___ Document ___

It is 1:1 - one END response on the stack for each command. The commands are 
built in the pipe. Each command must have an END (interpreted as 
End-of-Command, not End-of-Command-List) response before it will execute 
anything. There is no command output until after an END is read from the stack, 
it just keeps posting VM Reads until it gets the END response.  

It still seems that the fanout with the stack on the primary and the command on 
the secondary is the simpler solution and should always work. If there were 
1000 commands generated and each of the first 999 failed without clearing the 
stack, the last one would pull the first END from the stack, execute, and then 
clear the remaining 999 ENDs. I plan to also clear the stack following the Pipe 
in case the last command fails.   

Regards, 
Richard Schuh 

 

> -----Original Message-----
> From: CMSTSO Pipelines Discussion List 
> [mailto:cms-pipeli...@vm.marist.edu] On Behalf Of John P. Hartmann
> Sent: Tuesday, August 11, 2009 12:36 AM
> To: CMS-PIPELINES@VM.MARIST.EDU
> Subject: Re: Is there a better way?

___ Data ___

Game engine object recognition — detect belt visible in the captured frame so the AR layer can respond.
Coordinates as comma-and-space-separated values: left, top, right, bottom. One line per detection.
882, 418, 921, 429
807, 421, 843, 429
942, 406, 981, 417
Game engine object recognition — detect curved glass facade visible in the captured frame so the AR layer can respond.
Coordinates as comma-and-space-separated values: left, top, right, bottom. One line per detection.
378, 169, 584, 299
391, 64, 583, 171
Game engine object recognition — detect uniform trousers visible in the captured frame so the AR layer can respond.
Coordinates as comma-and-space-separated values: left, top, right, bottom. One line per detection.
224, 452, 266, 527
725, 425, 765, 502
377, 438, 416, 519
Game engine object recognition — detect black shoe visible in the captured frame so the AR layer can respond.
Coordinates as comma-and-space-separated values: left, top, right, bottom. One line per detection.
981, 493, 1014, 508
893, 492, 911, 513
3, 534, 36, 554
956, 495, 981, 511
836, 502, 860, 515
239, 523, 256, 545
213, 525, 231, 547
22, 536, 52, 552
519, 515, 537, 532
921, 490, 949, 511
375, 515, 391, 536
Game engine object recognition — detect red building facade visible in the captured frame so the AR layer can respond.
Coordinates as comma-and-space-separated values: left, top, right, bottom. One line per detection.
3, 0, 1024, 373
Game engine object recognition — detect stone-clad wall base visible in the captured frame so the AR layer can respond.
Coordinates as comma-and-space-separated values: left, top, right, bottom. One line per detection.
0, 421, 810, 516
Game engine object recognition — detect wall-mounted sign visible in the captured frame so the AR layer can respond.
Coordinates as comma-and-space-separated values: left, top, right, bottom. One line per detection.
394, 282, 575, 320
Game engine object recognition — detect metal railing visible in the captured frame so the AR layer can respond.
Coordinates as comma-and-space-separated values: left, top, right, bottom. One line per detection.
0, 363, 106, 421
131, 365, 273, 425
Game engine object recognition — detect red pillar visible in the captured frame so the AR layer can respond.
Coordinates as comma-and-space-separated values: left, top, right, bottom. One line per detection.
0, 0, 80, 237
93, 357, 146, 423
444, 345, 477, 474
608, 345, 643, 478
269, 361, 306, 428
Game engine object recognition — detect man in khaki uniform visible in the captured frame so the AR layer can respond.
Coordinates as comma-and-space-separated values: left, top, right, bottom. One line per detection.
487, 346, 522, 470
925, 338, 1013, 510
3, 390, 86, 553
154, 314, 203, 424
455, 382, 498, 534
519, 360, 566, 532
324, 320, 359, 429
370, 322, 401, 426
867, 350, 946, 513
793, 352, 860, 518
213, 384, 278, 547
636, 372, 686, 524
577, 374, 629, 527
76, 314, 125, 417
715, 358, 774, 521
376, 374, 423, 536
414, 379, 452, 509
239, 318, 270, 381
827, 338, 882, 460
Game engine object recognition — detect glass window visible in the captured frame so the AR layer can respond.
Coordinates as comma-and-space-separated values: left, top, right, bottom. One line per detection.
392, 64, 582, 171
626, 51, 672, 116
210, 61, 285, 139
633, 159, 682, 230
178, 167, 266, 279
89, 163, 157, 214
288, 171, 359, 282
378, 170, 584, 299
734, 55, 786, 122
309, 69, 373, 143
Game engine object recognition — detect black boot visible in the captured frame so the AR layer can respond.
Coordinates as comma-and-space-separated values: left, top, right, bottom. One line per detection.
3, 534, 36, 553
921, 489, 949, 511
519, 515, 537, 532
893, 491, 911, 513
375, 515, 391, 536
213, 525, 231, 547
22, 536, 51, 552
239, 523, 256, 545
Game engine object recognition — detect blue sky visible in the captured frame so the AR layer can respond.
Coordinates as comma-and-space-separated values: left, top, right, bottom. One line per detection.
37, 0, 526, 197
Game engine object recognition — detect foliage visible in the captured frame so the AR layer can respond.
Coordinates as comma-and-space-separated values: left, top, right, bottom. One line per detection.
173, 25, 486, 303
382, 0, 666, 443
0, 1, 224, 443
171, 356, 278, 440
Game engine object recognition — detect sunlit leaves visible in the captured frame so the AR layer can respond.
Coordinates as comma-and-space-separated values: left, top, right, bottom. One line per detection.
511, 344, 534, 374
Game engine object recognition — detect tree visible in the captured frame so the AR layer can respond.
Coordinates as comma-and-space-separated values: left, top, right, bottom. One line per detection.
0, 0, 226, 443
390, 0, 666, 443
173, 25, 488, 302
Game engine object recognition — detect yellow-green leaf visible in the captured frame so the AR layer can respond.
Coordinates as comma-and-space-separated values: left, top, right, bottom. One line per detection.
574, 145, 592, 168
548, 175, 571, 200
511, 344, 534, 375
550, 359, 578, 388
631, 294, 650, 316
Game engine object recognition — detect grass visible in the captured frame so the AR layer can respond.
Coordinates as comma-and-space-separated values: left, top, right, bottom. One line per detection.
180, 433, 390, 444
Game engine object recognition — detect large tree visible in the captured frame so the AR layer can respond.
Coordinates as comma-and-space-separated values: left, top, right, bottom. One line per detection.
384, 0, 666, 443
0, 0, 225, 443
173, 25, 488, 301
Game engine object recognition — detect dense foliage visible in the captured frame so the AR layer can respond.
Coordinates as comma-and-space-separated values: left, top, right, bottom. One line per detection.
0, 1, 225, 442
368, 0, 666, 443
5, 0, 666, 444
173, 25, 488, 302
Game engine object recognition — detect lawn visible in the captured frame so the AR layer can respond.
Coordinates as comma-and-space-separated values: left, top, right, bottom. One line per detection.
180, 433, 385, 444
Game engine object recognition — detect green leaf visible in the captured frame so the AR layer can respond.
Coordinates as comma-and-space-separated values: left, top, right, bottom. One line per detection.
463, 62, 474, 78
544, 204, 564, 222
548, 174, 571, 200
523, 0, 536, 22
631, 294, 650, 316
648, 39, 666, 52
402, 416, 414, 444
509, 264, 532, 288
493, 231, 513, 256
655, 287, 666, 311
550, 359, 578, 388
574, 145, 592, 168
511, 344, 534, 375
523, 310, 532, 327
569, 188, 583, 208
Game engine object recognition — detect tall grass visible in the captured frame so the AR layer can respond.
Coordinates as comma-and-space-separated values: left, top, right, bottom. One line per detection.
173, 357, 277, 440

___

Task directions –
Answer the following questions about the email message:
1. How many END responses are on the stack for each command?
2. What does the writer plan to do in case the last command fails?
3. On what date was the original message sent?

Written answer –
1. One END response is on the stack for each command.
2. The writer plans to clear the stack following the Pipe.
3. It was sent on Tuesday, August 11, 2009.